RT-DETR Architecture¶
graph TD
R1[Backbone] --> R1a[ResNet/ViT]
R1a --> R1b[Multi-scale Features]
R1b --> R2[Hybrid Encoder]
R2 --> R2a[Efficient Attention]
R2a --> R2b[Intra-scale Fusion]
R2b --> R2c[Cross-scale Fusion]
R2c --> R3[Transformer Decoder]
R3 --> R3a[Query Embeddings]
R3a --> R3b[Self Attention]
R3b --> R3c[Cross Attention]
R3c --> R4[Set Prediction]
R4 --> R4a[Classification Head]
R4 --> R4b[Box Regression]
R4a --> R4c[Hungarian Matching]
R4b --> R4c
R4c --> R4d[Final Predictions]
style R1 fill:#2196F3,stroke:#1976D2
style R4 fill:#1976D2,stroke:#1565C0
style R4d fill:#2196F3,stroke:#1976D2Implementation¶
import torch
from transformers import RTDetrForObjectDetection, RTDetrImageProcessor
from autotimm import AutoTrainer, DetectionDataModule, LoggerConfig
class RTDetrModule(torch.nn.Module):
"""Wrapper for RT-DETR model."""
def __init__(self, model_name="PekingU/rtdetr_r50vd", num_classes=80, lr=1e-4):
super().__init__()
self.model = RTDetrForObjectDetection.from_pretrained(
model_name, num_labels=num_classes, ignore_mismatched_sizes=True
)

**DATA SEGMENT**.
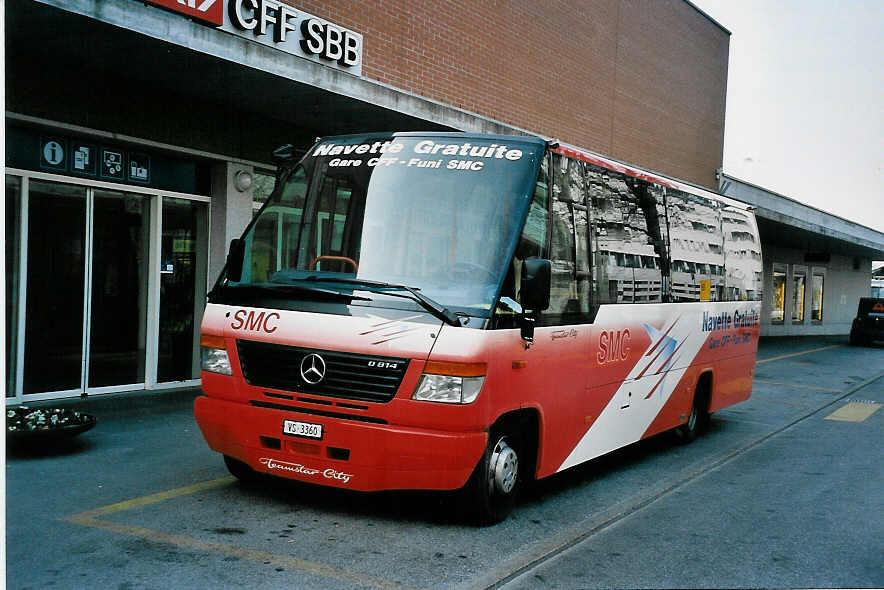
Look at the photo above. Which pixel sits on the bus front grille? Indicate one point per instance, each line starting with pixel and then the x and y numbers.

**TASK TO COMPLETE**.
Continue the RT-DETR article above, starting after its last line.

**SOLVED EXERCISE**.
self.processor = RTDetrImageProcessor.from_pretrained(model_name)
self.lr = lr
def forward(self, pixel_values, labels=None):
return self.model(pixel_values=pixel_values, labels=labels)
def training_step(self, batch, batch_idx):
images, targets = batch
labels = self._convert_targets(targets, images.shape[0])
outputs = self(pixel_values=images, labels=labels)
return outputs.loss
def configure_optimizers(self):
return torch.optim.AdamW(self.parameters(), lr=self.lr)
def main():
# Data - Use AutoTimm's DetectionDataModule
data = DetectionDataModule(
data_dir="./coco",
image_size=640,
batch_size=4,
num_workers=4,
augmentation_preset="default",
)
# Model - RT-DETR with ResNet-50 backbone
model = RTDetrModule(
model_name="PekingU/rtdetr_r50vd",
num_classes=80,
lr=1e-4,
)
# Train
trainer = AutoTrainer(
max_epochs=12,
logger=[LoggerConfig(backend="tensorboard", params={"save_dir": "logs/rtdetr"})],
gradient_clip_val=0.1,
precision="bf16-mixed",
)
trainer.fit(model, datamodule=data)
trainer.test(model, datamodule=data)
if __name__ == "__main__":
main()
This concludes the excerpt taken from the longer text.